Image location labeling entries
-- start --

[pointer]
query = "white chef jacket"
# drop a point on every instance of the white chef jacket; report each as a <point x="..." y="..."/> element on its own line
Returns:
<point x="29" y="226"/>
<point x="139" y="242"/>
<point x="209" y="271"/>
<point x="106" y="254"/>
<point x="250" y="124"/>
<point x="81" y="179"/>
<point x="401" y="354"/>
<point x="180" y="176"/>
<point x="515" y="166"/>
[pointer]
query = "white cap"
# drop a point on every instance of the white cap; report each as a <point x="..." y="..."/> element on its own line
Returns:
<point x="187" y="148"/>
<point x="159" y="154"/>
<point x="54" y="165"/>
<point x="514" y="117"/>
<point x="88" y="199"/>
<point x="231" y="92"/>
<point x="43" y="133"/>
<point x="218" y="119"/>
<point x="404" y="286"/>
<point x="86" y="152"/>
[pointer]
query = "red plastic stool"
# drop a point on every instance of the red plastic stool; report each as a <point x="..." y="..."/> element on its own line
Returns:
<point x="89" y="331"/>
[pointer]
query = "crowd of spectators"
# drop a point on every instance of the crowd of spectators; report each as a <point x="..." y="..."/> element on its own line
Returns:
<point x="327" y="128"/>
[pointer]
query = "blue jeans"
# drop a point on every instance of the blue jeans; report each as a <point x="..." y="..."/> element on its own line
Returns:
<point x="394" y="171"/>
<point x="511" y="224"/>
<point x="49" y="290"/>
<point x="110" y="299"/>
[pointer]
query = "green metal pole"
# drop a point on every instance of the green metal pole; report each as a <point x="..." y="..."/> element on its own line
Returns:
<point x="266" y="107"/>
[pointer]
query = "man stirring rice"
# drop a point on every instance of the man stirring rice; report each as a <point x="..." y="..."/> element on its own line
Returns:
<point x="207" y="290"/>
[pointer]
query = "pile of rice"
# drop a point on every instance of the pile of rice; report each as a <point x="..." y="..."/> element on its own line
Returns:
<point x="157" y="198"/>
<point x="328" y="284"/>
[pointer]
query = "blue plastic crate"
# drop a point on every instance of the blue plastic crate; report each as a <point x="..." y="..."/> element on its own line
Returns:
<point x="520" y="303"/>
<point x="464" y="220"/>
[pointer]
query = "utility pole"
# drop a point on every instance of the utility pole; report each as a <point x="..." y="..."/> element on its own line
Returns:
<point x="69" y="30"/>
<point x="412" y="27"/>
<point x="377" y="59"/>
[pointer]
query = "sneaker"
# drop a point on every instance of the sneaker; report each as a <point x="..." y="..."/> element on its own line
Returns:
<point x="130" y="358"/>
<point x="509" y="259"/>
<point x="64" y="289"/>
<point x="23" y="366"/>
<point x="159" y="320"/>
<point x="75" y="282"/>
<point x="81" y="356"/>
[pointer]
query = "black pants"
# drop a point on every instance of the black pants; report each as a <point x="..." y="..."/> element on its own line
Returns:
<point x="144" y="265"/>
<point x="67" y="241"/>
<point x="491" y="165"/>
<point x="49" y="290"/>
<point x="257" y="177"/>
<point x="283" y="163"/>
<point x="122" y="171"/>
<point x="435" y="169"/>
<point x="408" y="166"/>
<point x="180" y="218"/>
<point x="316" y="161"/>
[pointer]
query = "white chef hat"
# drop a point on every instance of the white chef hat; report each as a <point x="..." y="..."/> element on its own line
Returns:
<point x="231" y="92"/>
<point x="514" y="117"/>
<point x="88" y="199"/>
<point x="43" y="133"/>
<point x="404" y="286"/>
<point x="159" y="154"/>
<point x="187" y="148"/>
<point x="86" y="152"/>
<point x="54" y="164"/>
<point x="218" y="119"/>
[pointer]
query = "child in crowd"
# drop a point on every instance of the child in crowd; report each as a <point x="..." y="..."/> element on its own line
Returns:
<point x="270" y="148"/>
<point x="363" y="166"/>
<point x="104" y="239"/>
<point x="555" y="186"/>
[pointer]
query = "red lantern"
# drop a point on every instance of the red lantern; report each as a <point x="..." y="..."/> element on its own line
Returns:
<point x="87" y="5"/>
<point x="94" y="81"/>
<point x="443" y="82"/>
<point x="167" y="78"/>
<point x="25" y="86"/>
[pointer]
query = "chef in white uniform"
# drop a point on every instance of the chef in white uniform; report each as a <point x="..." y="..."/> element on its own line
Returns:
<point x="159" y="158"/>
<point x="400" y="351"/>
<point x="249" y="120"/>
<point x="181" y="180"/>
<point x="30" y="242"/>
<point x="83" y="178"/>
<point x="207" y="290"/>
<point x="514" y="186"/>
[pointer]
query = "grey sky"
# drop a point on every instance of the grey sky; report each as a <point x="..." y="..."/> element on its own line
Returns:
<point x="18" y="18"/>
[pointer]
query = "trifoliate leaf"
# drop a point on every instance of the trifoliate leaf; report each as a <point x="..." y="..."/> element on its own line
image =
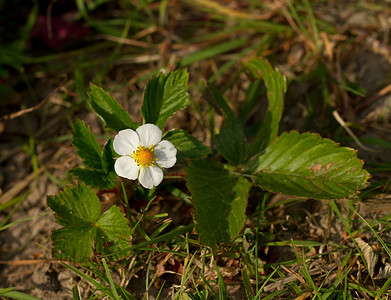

-- end --

Which lines of the records contain the word "sneaker"? Extract each of those lines in full.

RESPONSE TO THIS TASK:
query = "sneaker"
# drop a point on every instance of the sneaker; report each as a <point x="..." y="..."/> element on its own line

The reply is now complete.